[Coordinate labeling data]
______________________________

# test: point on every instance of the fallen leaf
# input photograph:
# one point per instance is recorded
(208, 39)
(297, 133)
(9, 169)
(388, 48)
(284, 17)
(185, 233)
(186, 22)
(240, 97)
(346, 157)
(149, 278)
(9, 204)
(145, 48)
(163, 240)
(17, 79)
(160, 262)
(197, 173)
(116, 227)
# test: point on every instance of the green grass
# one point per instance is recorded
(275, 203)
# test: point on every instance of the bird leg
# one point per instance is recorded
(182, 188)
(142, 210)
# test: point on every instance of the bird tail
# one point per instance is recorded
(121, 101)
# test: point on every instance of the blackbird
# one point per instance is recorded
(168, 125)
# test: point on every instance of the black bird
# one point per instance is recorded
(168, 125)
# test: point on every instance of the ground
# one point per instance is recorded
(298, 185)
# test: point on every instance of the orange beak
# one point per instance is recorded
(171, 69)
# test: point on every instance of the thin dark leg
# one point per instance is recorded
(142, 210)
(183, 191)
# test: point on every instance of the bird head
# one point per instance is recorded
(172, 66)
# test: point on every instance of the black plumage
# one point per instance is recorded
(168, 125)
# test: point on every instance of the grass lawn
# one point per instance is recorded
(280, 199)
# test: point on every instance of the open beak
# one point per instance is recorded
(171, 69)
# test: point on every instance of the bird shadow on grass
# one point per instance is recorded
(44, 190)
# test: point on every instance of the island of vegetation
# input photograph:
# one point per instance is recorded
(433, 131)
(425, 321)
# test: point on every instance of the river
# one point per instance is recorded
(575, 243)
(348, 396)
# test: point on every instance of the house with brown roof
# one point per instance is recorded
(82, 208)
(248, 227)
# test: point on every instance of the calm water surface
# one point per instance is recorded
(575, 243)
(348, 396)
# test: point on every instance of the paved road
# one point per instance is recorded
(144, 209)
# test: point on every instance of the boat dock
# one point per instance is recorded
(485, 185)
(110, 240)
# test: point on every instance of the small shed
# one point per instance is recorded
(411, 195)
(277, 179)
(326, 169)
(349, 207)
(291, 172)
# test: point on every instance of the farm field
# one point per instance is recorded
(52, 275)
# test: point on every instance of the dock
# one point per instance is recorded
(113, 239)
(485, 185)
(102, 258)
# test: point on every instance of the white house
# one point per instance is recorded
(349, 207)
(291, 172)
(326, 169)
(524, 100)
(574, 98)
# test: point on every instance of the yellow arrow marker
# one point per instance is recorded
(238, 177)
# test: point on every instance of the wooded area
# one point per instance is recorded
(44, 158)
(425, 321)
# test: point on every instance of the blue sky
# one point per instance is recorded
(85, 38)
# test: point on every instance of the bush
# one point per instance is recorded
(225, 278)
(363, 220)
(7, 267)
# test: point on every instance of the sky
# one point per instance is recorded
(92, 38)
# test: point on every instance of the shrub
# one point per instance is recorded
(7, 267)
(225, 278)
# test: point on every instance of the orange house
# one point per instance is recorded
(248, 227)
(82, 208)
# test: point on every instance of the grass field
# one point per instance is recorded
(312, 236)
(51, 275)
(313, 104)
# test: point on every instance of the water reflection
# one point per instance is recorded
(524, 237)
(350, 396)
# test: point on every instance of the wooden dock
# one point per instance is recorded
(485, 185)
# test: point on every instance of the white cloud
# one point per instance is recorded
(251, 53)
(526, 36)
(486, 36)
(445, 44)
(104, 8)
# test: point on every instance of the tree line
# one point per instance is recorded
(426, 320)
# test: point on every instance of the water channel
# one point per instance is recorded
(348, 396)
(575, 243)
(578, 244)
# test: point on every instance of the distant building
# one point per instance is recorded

______________________________

▸ THE EXERCISE: Copy the rows above, from the line containing "# test: point on every instance of the distant" through the end of the rows, including both ends.

▸ COMPLETE ANSWER:
# test: point on every instance of the distant building
# one point per instance is recorded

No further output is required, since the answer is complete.